[Dataset excerpt]
--------------------

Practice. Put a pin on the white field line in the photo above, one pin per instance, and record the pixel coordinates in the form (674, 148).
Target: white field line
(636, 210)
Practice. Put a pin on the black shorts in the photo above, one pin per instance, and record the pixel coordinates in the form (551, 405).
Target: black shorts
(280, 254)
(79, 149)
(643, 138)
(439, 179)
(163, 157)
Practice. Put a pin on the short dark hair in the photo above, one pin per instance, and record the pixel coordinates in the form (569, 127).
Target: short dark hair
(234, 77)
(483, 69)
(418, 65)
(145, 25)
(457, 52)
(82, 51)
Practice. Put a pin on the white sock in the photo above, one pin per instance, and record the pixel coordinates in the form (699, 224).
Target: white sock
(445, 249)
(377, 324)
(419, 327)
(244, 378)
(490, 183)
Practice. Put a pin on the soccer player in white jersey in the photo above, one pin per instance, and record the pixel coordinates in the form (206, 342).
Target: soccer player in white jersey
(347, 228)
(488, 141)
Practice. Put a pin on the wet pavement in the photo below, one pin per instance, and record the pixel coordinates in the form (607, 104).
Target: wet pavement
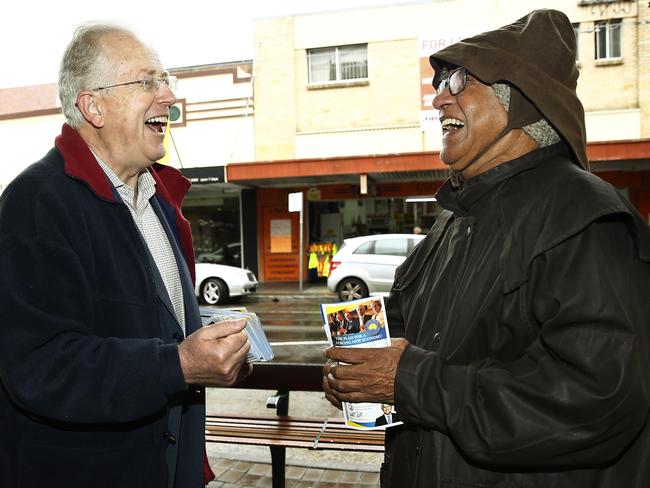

--------------------

* _EXERCISE OBJECTIVE_:
Report every line of the material above that contains the word "player".

* _RESPONSE FOR THIS EXERCISE_:
Practice. Put a pin on the soccer player in white jersey in the photo above, one pin per instance, and record the pixel coordinates in the form (206, 342).
Target: soccer player in white jersey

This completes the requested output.